Document section:

• Wed. Apr 10th, 2024

Softlogic buys Bangaladesh’s second-biggest retail chain at an undisclosed price

(TBSNews): Sri Lankan conglomerate Softlogic’s retail holdings wing entered into an agreement on Friday to fully acquire Agora, Bangladesh’s first-ever and second-largest supermarket chain, according to public disclosure by the Lankan conglomerate. 

The acquisition of a 100% stake in the company via a series of transactions would be subject to terms and conditions set out therein and receipt of regulatory approvals, Softlogic Holding PLC said in its regulatory filing in Colombo Stock Exchange.

Neither Softlogic nor Agora owners disclosed the deal value. 

Investment banking sources, however, estimate that the amount might be something between Tk181 and Tk249 crore, citing previous events. 

Khalid Quadir, chief executive officer and founding partner of Brummer & Partners (Bangladesh), which manages the first Bangladesh-focused private equity fund, Frontier Fund that now owns 72% of Agora, declined to disclose any number right now. 

“Our investments over a decade ago helped the business and the sector in Bangladesh grow and due to the nature of international private equity investment, we have to exit now,” he said. 

Softlogic has a very strong track record and expertise in the fields of ICT, healthcare, retail, financial services, automobile and leisure industries. 

Khalid Quadir hopes that they will add significant value to the retail chain business in the coming days.

Stated goal a:
Copy the part of the news article about Softlogic buying Agora starting with "The acquisition of" and going on through "number right now.".
The news article and the listing that follows it have no connection to each other.

Available records:
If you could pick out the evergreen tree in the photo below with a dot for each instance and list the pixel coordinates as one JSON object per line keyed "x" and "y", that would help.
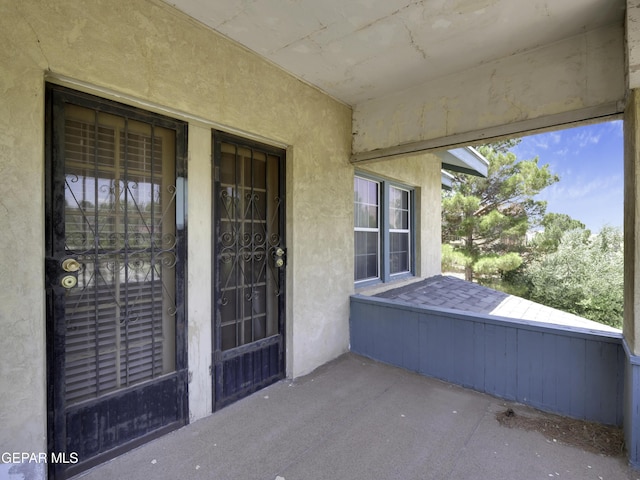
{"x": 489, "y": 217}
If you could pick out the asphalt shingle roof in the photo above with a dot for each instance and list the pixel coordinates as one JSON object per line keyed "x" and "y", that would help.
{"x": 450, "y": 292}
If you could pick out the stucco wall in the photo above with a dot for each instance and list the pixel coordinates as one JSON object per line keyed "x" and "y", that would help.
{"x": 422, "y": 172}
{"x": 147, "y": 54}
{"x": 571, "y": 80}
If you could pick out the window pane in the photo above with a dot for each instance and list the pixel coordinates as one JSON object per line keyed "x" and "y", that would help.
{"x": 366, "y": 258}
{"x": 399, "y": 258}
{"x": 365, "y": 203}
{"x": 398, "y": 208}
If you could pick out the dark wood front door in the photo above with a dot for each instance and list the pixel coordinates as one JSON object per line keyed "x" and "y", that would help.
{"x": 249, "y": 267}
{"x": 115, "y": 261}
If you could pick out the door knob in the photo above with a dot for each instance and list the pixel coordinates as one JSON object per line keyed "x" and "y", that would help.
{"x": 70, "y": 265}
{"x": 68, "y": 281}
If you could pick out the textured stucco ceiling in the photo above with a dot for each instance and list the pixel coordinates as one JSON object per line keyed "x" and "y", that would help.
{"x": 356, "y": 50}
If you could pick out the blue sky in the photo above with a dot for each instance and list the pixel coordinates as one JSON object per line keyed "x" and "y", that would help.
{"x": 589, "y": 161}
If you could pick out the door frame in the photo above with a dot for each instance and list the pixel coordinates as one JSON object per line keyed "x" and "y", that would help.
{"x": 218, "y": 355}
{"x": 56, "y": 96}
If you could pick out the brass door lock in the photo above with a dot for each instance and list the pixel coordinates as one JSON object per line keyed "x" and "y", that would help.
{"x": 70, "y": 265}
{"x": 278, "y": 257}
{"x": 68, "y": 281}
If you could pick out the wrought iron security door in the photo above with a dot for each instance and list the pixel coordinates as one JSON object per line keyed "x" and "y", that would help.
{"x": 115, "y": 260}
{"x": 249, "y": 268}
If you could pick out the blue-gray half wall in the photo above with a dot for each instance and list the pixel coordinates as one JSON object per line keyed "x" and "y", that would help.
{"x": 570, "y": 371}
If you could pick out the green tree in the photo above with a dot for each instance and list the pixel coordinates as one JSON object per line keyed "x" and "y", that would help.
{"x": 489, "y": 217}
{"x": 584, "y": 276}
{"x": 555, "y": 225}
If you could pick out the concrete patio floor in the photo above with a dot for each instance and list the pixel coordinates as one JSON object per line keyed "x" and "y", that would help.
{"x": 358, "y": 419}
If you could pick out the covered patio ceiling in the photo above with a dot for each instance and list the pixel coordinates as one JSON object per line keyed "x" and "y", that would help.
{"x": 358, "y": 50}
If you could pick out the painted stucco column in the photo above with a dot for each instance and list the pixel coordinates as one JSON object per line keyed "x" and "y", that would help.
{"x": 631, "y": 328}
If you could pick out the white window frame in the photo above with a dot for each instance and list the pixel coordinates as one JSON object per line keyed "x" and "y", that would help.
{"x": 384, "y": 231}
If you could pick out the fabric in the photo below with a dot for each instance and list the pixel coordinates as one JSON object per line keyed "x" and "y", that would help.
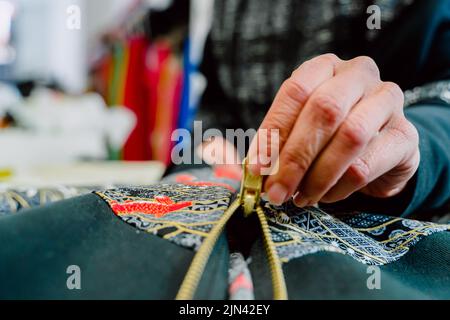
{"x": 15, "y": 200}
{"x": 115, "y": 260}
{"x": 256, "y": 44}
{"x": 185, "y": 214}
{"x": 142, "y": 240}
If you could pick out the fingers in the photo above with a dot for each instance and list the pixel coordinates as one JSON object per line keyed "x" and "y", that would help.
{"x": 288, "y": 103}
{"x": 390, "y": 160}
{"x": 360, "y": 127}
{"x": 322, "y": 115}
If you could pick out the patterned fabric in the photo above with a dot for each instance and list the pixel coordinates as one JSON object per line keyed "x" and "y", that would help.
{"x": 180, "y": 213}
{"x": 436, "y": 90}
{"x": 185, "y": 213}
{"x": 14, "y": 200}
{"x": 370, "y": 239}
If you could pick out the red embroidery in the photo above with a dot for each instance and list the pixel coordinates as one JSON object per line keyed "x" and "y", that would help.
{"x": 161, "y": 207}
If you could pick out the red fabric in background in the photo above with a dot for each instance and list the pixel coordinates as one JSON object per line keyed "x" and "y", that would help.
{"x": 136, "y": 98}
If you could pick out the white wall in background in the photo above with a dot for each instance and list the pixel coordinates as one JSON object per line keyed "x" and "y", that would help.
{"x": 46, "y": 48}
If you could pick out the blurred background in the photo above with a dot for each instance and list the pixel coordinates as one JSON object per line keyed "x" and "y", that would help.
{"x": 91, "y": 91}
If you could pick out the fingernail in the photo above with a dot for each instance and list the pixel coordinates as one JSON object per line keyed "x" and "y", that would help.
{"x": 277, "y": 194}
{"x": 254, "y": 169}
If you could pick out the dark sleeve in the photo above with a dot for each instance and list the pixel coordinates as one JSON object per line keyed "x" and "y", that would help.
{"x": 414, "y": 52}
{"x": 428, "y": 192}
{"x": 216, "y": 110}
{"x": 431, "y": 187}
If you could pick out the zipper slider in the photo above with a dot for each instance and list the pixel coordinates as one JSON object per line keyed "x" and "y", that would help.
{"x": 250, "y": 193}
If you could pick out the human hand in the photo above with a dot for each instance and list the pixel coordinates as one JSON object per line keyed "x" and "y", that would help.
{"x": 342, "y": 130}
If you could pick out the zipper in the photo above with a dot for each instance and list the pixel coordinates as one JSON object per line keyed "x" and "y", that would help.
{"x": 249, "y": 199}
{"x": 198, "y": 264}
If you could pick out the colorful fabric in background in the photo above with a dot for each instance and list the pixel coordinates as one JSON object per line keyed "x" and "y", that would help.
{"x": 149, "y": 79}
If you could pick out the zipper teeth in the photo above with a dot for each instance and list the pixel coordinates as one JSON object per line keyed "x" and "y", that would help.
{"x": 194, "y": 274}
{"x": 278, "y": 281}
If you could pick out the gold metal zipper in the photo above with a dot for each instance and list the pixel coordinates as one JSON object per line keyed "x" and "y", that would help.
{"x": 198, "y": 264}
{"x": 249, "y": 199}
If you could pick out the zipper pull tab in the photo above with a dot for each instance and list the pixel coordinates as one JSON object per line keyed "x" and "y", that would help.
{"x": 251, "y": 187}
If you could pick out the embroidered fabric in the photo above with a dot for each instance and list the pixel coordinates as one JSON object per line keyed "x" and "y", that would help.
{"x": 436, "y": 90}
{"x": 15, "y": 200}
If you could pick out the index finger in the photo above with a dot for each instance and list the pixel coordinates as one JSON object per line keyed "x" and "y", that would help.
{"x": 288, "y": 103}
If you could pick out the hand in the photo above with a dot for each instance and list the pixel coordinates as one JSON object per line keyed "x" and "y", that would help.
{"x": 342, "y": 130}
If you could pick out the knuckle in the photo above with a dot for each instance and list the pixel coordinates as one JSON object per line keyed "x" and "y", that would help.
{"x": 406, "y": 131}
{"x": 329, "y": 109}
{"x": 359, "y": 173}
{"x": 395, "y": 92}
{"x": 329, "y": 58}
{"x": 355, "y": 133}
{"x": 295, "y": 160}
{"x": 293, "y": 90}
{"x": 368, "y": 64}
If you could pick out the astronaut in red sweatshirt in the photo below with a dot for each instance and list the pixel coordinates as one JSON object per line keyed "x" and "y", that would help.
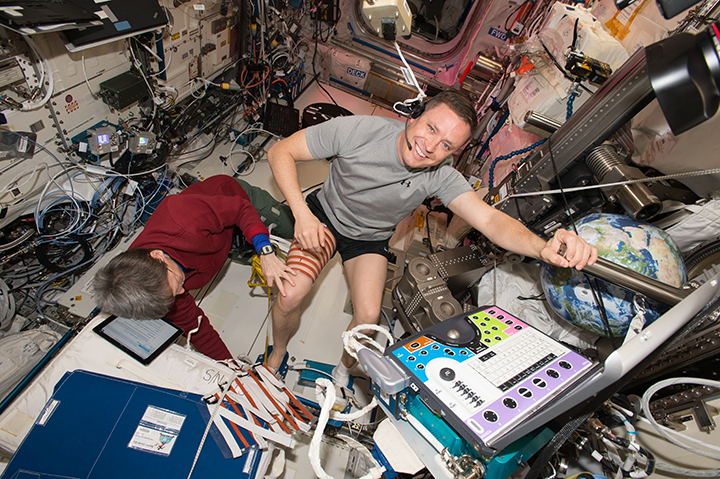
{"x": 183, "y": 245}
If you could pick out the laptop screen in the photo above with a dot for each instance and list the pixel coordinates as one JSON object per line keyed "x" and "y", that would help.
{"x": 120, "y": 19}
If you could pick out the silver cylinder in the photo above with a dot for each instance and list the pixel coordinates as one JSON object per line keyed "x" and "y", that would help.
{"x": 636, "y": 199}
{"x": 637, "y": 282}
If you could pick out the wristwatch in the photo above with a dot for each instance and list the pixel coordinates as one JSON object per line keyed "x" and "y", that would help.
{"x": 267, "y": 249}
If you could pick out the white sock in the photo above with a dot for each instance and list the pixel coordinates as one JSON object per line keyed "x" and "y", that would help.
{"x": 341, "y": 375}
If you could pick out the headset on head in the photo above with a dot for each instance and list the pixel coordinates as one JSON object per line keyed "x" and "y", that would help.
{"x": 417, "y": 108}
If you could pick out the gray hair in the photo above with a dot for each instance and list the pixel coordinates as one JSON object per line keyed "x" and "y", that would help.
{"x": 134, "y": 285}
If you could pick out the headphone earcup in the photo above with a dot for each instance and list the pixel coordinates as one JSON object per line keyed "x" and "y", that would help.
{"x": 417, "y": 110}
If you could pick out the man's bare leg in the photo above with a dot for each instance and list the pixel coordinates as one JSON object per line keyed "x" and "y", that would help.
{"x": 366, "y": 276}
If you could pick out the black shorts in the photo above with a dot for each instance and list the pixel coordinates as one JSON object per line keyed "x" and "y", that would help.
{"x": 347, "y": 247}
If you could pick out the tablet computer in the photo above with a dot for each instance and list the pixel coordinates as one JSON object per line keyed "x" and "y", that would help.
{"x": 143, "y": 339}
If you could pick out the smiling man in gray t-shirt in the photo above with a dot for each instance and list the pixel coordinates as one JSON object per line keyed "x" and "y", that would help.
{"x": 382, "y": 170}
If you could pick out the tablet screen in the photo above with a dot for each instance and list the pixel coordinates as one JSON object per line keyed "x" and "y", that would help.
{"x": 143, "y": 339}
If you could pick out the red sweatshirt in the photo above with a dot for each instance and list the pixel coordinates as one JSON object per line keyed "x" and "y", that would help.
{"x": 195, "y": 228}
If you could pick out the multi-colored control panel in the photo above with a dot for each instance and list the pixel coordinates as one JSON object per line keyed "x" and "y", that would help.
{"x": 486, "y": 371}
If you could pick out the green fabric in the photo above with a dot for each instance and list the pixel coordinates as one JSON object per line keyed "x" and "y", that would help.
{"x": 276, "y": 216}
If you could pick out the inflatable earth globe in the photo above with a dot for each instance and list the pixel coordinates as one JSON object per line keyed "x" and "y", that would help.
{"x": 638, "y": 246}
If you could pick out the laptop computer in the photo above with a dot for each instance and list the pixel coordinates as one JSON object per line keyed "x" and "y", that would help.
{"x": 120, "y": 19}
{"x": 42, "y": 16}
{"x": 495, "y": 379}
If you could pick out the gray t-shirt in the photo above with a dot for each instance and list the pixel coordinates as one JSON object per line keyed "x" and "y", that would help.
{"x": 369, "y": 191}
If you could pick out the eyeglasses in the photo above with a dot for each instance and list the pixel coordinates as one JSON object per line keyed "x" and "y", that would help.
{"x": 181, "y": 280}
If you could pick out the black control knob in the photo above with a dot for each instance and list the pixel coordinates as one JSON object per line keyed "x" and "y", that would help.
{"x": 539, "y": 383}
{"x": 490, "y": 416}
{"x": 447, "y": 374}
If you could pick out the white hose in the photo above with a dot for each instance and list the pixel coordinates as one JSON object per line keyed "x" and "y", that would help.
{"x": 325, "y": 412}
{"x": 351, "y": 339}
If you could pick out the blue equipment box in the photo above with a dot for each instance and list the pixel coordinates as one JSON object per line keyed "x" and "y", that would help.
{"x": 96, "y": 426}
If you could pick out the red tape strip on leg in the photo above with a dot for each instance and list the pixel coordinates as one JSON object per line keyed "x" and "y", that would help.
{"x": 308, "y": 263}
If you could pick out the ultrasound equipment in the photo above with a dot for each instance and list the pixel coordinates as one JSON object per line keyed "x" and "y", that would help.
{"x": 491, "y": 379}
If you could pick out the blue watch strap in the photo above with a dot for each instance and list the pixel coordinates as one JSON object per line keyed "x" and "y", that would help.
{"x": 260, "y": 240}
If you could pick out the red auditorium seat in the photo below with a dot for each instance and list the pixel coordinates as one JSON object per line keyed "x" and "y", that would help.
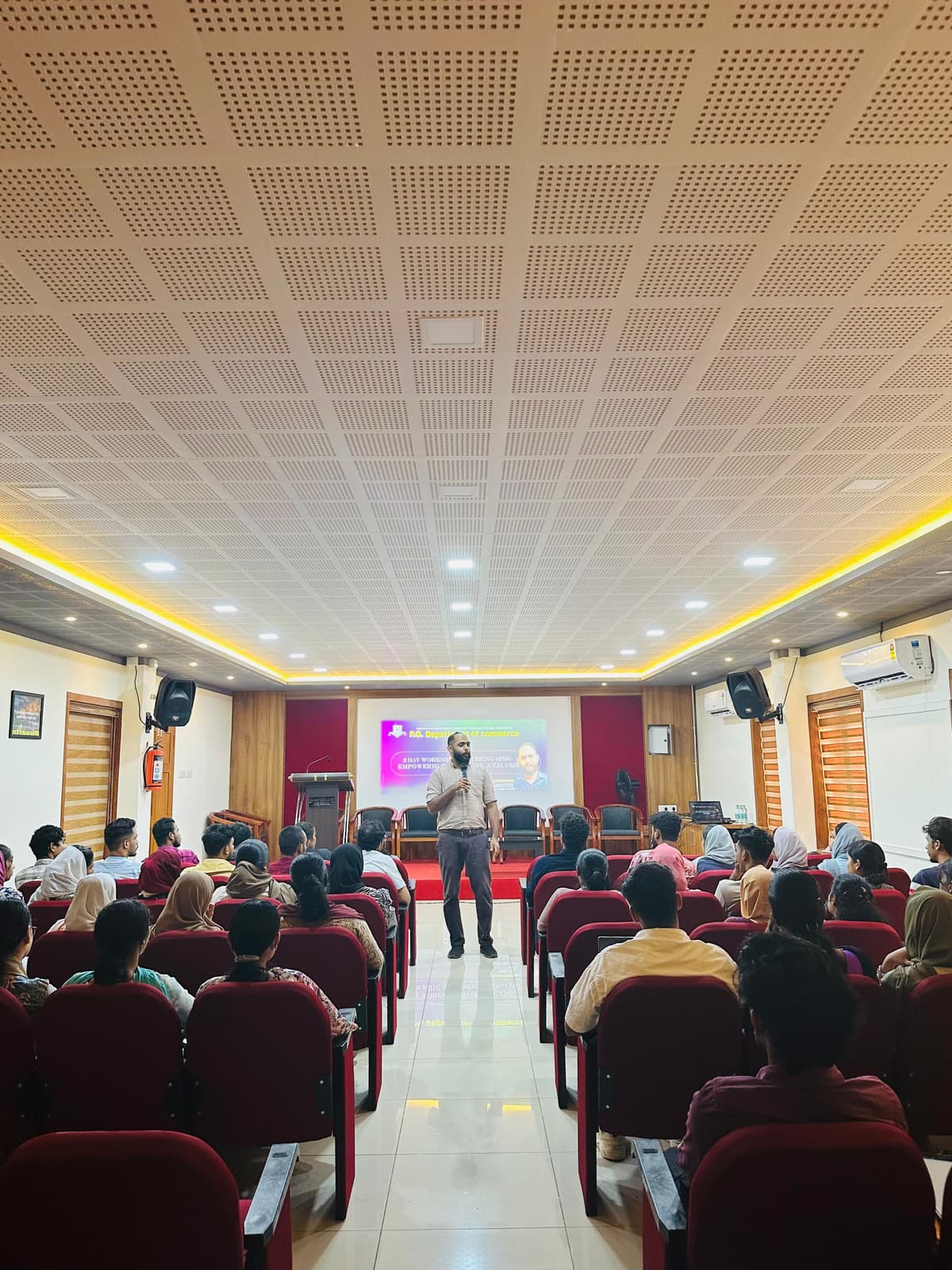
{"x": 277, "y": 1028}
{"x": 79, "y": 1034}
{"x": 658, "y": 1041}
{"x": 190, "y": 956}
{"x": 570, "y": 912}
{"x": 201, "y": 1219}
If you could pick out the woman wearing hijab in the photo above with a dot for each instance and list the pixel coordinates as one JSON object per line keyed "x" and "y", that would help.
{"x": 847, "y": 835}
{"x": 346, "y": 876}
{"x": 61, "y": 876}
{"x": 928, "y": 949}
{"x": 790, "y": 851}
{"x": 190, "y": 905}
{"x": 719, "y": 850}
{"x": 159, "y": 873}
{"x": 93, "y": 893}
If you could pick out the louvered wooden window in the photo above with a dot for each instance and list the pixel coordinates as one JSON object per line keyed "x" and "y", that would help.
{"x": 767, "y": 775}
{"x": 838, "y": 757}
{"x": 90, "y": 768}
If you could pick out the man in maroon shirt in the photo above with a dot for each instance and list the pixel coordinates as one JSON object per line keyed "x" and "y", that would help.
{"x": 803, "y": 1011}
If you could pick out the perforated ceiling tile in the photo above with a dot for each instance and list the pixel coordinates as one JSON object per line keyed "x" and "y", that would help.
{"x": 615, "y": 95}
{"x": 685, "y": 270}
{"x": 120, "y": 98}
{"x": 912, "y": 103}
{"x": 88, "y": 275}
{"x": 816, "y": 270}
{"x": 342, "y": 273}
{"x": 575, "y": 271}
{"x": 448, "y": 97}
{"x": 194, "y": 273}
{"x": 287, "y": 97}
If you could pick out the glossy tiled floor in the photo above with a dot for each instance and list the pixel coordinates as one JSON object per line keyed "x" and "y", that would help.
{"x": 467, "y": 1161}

Stated goal b:
How many lines in the listing contain the string "tablet"? Reply with the number alone.

Full answer a:
The acquisition of a 100% stake in the company via a series of transactions would be subject to terms and conditions set out therein and receipt of regulatory approvals, Softlogic Holding PLC said in its regulatory filing in Colombo Stock Exchange.

Neither Softlogic nor Agora owners disclosed the deal value. 

Investment banking sources, however, estimate that the amount might be something between Tk181 and Tk249 crore, citing previous events. 

Khalid Quadir, chief executive officer and founding partner of Brummer & Partners (Bangladesh), which manages the first Bangladesh-focused private equity fund, Frontier Fund that now owns 72% of Agora, declined to disclose any number right now.

Full answer b:
2